Document segment:
--- START ---

Small water deposits were found in large number in all the study sites and were also the main pupae producing containers. A slightly lower productivity by this group of container type was seen in the rainy season, in comparison to the dry season, and can be due to their short-term use for water storage and being subject to frequent emptying and cleaning, which effectively interrupt the breeding cycles of Aedes mosquitoes.
In this study, Aedes species were dominant in the inspected potential breeding sites, in and around the houses. Also other mosquito genera were found, such as Culex and Anopheles. Culex species are common species in urban settings using similar breeding sites as the urban Aedes species. It is of note that Anopheles species were found together with Aedes in the same breeding sites. Anopheles usually prefers other types of breeding sites, such as ponds with clear water and are not particularly attracted to small containers. The presence of Anopheles in urban settings is primarily associated with urban agriculture, as in Mont Ngafula (45), though we found Anopheles in all four communes in the rainy season, also in the center of Kinshasa.

--- END ---

Your instructions: Copy the passage on mosquito breeding sites word for word, from start to finish. The rows are separate material, unrelated to the passage on mosquito breeding sites.

Given information:
--- START ---

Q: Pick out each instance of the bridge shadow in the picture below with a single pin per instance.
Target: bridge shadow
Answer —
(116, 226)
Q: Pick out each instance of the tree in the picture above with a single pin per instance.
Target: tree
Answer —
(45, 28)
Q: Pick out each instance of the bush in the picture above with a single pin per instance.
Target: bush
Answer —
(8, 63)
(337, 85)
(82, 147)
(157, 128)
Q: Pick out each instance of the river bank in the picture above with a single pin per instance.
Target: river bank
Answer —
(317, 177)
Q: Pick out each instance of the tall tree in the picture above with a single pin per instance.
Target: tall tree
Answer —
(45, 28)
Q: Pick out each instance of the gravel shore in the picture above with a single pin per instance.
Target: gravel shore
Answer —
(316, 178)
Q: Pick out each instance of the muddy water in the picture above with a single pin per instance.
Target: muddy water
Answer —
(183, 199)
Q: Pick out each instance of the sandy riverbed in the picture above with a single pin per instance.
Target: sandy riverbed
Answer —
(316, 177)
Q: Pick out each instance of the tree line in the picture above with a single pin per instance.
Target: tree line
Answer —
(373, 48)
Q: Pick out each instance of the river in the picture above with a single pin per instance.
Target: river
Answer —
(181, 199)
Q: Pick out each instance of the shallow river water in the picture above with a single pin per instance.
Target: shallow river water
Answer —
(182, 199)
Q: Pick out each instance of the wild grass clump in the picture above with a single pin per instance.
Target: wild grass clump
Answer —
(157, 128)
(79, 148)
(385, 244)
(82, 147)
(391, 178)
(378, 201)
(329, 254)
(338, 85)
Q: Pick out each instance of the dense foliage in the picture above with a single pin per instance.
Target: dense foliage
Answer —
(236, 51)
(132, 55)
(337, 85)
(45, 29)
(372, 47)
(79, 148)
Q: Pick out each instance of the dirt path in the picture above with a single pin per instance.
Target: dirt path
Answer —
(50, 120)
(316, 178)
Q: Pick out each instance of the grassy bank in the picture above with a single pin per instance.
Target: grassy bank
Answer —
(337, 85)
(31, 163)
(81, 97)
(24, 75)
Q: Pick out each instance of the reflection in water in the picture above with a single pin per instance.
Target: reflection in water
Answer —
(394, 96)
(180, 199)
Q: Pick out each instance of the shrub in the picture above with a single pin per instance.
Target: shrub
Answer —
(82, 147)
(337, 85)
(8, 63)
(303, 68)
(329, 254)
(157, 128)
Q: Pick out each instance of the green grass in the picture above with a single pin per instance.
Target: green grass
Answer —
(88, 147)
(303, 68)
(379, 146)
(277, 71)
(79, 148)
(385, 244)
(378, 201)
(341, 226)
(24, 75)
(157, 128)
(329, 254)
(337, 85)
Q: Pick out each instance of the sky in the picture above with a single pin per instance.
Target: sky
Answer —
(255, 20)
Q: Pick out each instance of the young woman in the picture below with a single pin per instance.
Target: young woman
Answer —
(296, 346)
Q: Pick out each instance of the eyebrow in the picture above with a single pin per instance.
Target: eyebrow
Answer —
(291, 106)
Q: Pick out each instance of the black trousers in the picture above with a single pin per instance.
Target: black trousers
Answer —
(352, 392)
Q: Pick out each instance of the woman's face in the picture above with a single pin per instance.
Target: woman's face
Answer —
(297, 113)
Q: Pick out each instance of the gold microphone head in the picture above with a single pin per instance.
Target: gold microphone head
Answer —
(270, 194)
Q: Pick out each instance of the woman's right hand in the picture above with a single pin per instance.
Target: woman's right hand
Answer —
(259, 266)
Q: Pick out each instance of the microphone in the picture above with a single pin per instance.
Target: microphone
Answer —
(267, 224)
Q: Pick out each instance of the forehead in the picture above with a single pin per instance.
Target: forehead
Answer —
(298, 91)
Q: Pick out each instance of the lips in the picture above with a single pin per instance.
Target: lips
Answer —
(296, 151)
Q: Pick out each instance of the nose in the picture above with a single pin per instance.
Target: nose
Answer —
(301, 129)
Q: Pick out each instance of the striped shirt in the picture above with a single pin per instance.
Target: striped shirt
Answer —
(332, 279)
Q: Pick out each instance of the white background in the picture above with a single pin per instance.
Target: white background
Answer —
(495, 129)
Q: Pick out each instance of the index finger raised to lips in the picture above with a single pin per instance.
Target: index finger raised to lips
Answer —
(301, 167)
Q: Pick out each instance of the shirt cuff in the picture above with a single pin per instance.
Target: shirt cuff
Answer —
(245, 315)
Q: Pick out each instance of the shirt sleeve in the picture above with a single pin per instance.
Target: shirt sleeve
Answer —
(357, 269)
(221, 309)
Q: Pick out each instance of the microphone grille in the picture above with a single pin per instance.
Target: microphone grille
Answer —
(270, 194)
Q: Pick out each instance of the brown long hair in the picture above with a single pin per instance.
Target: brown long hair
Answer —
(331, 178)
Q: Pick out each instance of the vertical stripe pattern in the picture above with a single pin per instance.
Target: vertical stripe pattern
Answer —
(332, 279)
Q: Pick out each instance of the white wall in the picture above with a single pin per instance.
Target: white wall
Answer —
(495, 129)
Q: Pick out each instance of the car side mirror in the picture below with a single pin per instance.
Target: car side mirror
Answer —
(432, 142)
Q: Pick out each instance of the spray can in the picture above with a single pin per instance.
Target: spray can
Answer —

--- END ---
--- START ---

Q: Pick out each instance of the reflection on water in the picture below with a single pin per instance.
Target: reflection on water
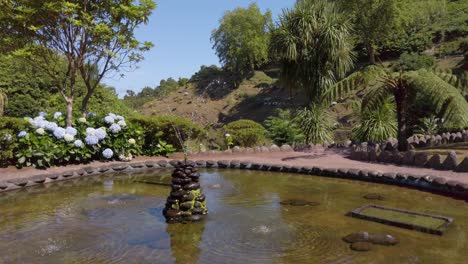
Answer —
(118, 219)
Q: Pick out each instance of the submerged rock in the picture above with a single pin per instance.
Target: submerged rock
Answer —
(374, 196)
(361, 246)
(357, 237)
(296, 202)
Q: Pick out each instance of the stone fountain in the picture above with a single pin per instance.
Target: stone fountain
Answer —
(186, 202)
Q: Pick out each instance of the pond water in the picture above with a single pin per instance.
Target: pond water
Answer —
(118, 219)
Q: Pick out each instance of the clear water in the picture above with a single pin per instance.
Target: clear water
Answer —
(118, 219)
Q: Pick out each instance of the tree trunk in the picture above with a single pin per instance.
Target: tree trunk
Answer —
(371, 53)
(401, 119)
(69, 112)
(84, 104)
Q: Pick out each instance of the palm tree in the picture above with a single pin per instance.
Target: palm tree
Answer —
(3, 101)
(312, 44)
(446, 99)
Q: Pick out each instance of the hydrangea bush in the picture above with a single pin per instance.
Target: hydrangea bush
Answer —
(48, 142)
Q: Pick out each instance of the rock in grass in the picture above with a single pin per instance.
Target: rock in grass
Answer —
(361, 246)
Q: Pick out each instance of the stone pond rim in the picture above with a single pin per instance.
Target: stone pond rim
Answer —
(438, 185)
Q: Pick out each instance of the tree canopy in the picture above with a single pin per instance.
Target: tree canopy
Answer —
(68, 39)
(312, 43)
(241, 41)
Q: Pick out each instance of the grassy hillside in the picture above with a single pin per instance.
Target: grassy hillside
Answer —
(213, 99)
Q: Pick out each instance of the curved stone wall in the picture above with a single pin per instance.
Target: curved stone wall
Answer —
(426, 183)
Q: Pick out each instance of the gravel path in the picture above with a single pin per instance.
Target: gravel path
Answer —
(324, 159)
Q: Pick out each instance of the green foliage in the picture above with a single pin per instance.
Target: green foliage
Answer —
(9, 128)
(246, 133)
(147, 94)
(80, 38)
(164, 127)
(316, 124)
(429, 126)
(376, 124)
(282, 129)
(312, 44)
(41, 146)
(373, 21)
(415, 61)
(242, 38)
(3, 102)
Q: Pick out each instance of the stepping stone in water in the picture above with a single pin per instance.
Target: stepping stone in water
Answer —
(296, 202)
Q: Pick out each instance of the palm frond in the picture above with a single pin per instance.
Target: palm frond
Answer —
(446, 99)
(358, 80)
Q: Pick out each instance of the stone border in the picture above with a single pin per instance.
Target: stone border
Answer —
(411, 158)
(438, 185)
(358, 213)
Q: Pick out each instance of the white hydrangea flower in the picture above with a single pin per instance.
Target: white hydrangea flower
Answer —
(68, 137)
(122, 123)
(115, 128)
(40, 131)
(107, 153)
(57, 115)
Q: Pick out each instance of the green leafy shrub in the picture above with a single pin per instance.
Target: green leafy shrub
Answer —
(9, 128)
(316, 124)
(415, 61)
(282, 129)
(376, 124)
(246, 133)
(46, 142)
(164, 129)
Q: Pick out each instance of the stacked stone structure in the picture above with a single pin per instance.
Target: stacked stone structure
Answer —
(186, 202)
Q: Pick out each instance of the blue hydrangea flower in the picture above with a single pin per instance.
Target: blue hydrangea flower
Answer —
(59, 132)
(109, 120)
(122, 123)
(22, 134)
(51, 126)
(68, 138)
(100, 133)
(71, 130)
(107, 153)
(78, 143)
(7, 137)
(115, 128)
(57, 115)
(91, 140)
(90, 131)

--- END ---

Task solution:
Small water deposits were found in large number in all the study sites and were also the main pupae producing containers. A slightly lower productivity by this group of container type was seen in the rainy season, in comparison to the dry season, and can be due to their short-term use for water storage and being subject to frequent emptying and cleaning, which effectively interrupt the breeding cycles of Aedes mosquitoes.
In this study, Aedes species were dominant in the inspected potential breeding sites, in and around the houses. Also other mosquito genera were found, such as Culex and Anopheles. Culex species are common species in urban settings using similar breeding sites as the urban Aedes species. It is of note that Anopheles species were found together with Aedes in the same breeding sites. Anopheles usually prefers other types of breeding sites, such as ponds with clear water and are not particularly attracted to small containers. The presence of Anopheles in urban settings is primarily associated with urban agriculture, as in Mont Ngafula (45), though we found Anopheles in all four communes in the rainy season, also in the center of Kinshasa.